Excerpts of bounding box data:
◇ ◇ ◇ ◇
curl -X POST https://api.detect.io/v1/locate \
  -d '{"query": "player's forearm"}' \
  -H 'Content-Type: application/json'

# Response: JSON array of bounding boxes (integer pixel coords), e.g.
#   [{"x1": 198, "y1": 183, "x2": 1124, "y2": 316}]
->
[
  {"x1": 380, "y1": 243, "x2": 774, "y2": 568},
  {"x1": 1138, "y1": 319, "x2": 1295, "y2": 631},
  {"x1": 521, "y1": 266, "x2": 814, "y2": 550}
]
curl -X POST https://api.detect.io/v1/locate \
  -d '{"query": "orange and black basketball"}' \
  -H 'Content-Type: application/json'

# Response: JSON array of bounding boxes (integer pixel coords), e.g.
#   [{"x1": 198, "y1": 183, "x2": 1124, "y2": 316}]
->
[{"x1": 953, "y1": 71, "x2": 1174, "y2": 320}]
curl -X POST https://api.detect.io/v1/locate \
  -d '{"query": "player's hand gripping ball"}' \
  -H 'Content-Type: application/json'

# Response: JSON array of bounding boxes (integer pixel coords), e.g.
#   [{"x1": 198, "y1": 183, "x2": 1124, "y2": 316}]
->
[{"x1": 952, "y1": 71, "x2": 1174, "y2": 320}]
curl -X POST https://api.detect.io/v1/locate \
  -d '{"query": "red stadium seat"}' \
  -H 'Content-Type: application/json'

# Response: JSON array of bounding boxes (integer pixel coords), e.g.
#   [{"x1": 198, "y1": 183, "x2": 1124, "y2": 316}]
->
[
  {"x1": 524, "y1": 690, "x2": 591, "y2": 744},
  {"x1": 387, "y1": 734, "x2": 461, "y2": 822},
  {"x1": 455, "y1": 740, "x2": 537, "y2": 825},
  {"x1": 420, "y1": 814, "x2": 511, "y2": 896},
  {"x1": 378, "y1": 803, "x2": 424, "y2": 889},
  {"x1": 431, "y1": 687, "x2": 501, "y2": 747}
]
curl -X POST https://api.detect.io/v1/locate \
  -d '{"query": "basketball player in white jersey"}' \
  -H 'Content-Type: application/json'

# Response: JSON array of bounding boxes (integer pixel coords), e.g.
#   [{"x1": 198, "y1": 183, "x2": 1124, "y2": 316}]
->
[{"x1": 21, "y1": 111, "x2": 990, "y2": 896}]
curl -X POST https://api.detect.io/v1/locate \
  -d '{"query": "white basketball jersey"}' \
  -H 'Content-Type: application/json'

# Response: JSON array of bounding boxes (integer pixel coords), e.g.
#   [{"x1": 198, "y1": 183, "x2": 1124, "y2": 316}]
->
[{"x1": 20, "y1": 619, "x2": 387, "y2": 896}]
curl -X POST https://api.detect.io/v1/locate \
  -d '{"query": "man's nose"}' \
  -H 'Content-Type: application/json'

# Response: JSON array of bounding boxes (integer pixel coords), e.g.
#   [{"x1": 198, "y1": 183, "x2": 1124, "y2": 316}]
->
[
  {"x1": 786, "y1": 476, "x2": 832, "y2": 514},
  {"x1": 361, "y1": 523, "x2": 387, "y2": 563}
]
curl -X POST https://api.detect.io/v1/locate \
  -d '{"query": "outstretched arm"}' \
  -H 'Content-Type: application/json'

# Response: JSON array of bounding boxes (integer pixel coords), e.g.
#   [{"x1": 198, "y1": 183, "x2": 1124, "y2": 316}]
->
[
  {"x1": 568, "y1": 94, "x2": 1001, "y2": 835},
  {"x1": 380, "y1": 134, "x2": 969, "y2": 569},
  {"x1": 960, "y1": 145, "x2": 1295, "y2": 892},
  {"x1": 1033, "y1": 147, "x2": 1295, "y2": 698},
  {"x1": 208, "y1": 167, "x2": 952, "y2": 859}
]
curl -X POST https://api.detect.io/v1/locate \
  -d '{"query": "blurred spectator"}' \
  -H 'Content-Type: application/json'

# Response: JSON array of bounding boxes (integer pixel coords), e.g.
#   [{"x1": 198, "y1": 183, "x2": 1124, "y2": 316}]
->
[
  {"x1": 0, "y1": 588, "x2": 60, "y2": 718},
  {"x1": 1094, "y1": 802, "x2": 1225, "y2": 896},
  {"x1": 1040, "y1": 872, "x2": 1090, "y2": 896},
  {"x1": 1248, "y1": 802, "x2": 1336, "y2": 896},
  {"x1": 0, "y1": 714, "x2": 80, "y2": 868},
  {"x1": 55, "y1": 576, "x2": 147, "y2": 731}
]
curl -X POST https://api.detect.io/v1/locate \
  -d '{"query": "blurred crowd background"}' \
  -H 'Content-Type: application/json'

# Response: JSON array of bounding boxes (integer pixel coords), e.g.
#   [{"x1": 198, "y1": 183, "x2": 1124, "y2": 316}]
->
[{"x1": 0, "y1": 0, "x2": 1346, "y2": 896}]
◇ ◇ ◇ ◇
**Stated task:** Once more, set down the full listing, verbatim.

**Reply to the exercise:**
curl -X POST https://api.detect.io/v1/locate \
  -d '{"query": "player's forearm"}' \
  -H 'Content-Type: application/json'

# Response: JSON array of bounding boxes (integer pixel coords), e.g.
#   [{"x1": 198, "y1": 183, "x2": 1124, "y2": 316}]
->
[
  {"x1": 380, "y1": 243, "x2": 774, "y2": 568},
  {"x1": 1138, "y1": 319, "x2": 1295, "y2": 631},
  {"x1": 521, "y1": 266, "x2": 814, "y2": 550}
]
curl -X POST https://api.detect.io/v1/locate \
  -d '{"query": "orange and black basketball"}' \
  -H 'Content-Type: application/json'

# Response: JSON array of bounding boxes (integer pixel coords), e.g.
#   [{"x1": 198, "y1": 183, "x2": 1124, "y2": 316}]
->
[{"x1": 953, "y1": 71, "x2": 1174, "y2": 320}]
curl -X POST https://api.detect.io/v1/locate \
  -d '{"query": "player's hand gripping ball"}' \
  -H 'Content-Type: application/json'

# Response: JSON array of bounding boxes (integer pixel coords), e.g.
#   [{"x1": 198, "y1": 183, "x2": 1124, "y2": 316}]
->
[{"x1": 952, "y1": 71, "x2": 1174, "y2": 320}]
curl -X POST https://api.detect.io/v1/locate \
  -d '{"query": "red stadium seat"}' \
  -H 'Content-Type: application/json'

# Response: JSON array of bounding boxes (integer pixel coords), e.g.
#   [{"x1": 198, "y1": 183, "x2": 1124, "y2": 316}]
->
[
  {"x1": 524, "y1": 690, "x2": 591, "y2": 744},
  {"x1": 387, "y1": 734, "x2": 461, "y2": 822},
  {"x1": 455, "y1": 740, "x2": 537, "y2": 825},
  {"x1": 420, "y1": 814, "x2": 511, "y2": 896},
  {"x1": 378, "y1": 803, "x2": 424, "y2": 889},
  {"x1": 431, "y1": 687, "x2": 501, "y2": 747}
]
curl -X POST https://api.detect.io/v1/locate \
  -d '{"query": "basketball player in white jersey"}' \
  -H 'Content-Type: application/json'

# Response: JSON array of bounding boxes (integer pixel coords), e.g.
#   [{"x1": 198, "y1": 183, "x2": 1124, "y2": 316}]
->
[{"x1": 21, "y1": 111, "x2": 990, "y2": 896}]
curl -X POST https://api.detect.io/v1/locate \
  -d '{"query": "white basketball jersey"}' \
  -H 'Content-Type: application/json'

# Response: JSON array of bounding boxes (integer pixel coords), e.g.
#   [{"x1": 198, "y1": 183, "x2": 1124, "y2": 316}]
->
[{"x1": 20, "y1": 619, "x2": 387, "y2": 896}]
curl -X POST https://api.detect.io/v1/locate \
  -d '{"query": "man's nose"}' \
  -H 'Content-Type: application/json'

# Response: JSON array of bounding boxes (integer pixel coords), e.g.
#   [{"x1": 198, "y1": 183, "x2": 1124, "y2": 316}]
->
[
  {"x1": 786, "y1": 476, "x2": 832, "y2": 514},
  {"x1": 361, "y1": 523, "x2": 387, "y2": 563}
]
curl -X POST https://api.detect.io/v1/locate \
  -d '{"query": "outstretched arm"}' \
  -H 'Content-Type: application/json'

# Response: JSON array of bounding boxes (integer pixel coords), e.g.
#   [{"x1": 198, "y1": 183, "x2": 1124, "y2": 316}]
->
[
  {"x1": 568, "y1": 94, "x2": 1001, "y2": 835},
  {"x1": 380, "y1": 134, "x2": 969, "y2": 569},
  {"x1": 960, "y1": 145, "x2": 1295, "y2": 892},
  {"x1": 1033, "y1": 147, "x2": 1295, "y2": 698},
  {"x1": 208, "y1": 167, "x2": 952, "y2": 859}
]
curl -X POST https://api.detect.io/v1/locate \
  -d '{"query": "blurred spectator"}' \
  -H 'Content-Type: application/json'

# Response: JSON array of bounding boxes (integer pixel coords), e.g.
#   [{"x1": 198, "y1": 183, "x2": 1124, "y2": 316}]
->
[
  {"x1": 0, "y1": 588, "x2": 60, "y2": 718},
  {"x1": 1094, "y1": 802, "x2": 1225, "y2": 896},
  {"x1": 1040, "y1": 872, "x2": 1090, "y2": 896},
  {"x1": 1248, "y1": 802, "x2": 1336, "y2": 896},
  {"x1": 0, "y1": 714, "x2": 80, "y2": 868},
  {"x1": 55, "y1": 576, "x2": 147, "y2": 731}
]
curl -X POST https://api.detect.io/v1/locate \
  -d '{"query": "blurred crowd background"}' \
  -H 'Content-Type: application/json'

# Response: JSON array of bounding boxes (integer pixel coords), e.g.
#   [{"x1": 198, "y1": 183, "x2": 1124, "y2": 316}]
->
[{"x1": 0, "y1": 0, "x2": 1346, "y2": 896}]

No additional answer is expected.